> _Tarefa solicitada 1_
Responda, com base no artigo sobre Caetano Veloso:
(a) Em que caderno e em que data saiu o texto de Caetano na Folha?
(b) Desde qual guerra a Cisjordânia estava ocupada pela Jordânia?
(c) Que plano das Nações Unidas é citado, e de que ano?
> _Tarefa solicitada 2_
Transcreva literalmente, do artigo sobre Caetano Veloso, tudo desde "Se as palavras" até "território por paz?".

> _Texto selecionado_
João Pereira Coutinho
Caetano Veloso publicou um texto nesta Folha ["A paz que eu não quero?, caderno "Ilustríssima", 8.nov] e a polêmica rebentou. Nele, Caetano confessa que não volta mais a Israel e que agora está do lado palestino no intratável conflito entre judeus e árabes. Para os críticos do cantor, eis uma posição "antissemita".
Se as palavras ainda significam alguma coisa, em nenhum momento do texto encontrei essa aversão criminosa a judeus (como um todo) que define um verdadeiro antissemita.
Pelo contrário: confrontado com radicais palestinos que defendem a eliminação de Israel, a atitude de Caetano é sempre a mesma. Distância. Caetano Veloso não se esquece dos "loucos" que também existem do seu lado das barricadas.
O texto do músico relata apenas a experiência pessoal de quem visitou a Cisjordânia e não gostou do que viu. Eu também já visitei a Cisjordânia e não gostei do que vi.
A questão relevante, porém, não passa por gostar ou não gostar. Passa por entender como e porquê se chegou até aqui. Ou, por outras palavras, por que motivo não é possível trocar território por paz?
A resposta é simples, mas trágica: porque, historicamente falando, a parte árabe sempre recusou essa troca. Ainda durante o mandato britânico, depois da Primeira Guerra Mundial, foram várias as tentativas para uma divisão da Palestina entre os povos que já a habitavam sob dominação turco-otamana.
O filme foi repetidamente o mesmo: aceitação judaica, recusa árabe. E, se assim foi durante o mandato britânico, assim continuou com o Plano de Partição das Nações Unidas (1947) e até, ironia das ironias, com o fim da Guerra dos Seis Dias, em 1967, quando a Cisjordânia foi ocupada.
Sobre essa ocupação, importa dizer três coisas que Caetano talvez desconheça.
Primeiro, que o conflito de 1967 tornou-se inevitável ante os planos do egípcio Nasser para riscar Israel do mapa.
Segundo, que ela não era terra palestina; desde a guerra de 1948, a Cisjordânia estava ocupada pela Jordânia, da mesma forma que Gaza estava sob ocupação do Egito. Curiosamente, ou talvez não, os palestinos nunca se mostraram muito combativos contra essas ocupações de terras que eram suas.

> _Material fornecido_
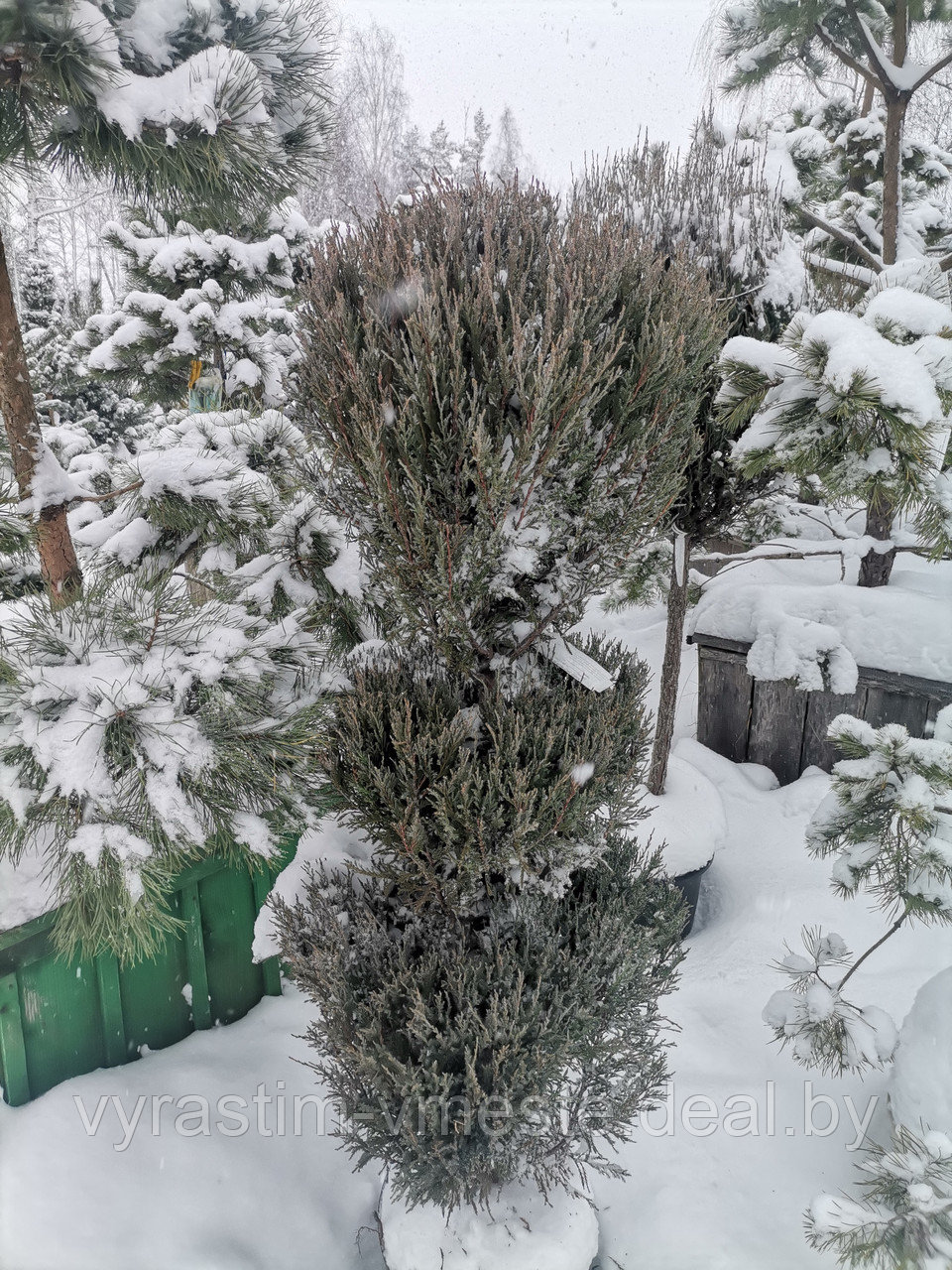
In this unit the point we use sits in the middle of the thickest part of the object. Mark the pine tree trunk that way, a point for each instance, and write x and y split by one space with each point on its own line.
896 105
876 567
670 668
58 557
892 177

> _Resposta completa 1_
(a) No caderno "Ilustríssima", em 8 de novembro.
(b) Desde a guerra de 1948.
(c) O Plano de Partição das Nações Unidas, de 1947.

> _Resposta completa 2_
Se as palavras ainda significam alguma coisa, em nenhum momento do texto encontrei essa aversão criminosa a judeus (como um todo) que define um verdadeiro antissemita.
Pelo contrário: confrontado com radicais palestinos que defendem a eliminação de Israel, a atitude de Caetano é sempre a mesma. Distância. Caetano Veloso não se esquece dos "loucos" que também existem do seu lado das barricadas.
O texto do músico relata apenas a experiência pessoal de quem visitou a Cisjordânia e não gostou do que viu. Eu também já visitei a Cisjordânia e não gostei do que vi.
A questão relevante, porém, não passa por gostar ou não gostar. Passa por entender como e porquê se chegou até aqui. Ou, por outras palavras, por que motivo não é possível trocar território por paz?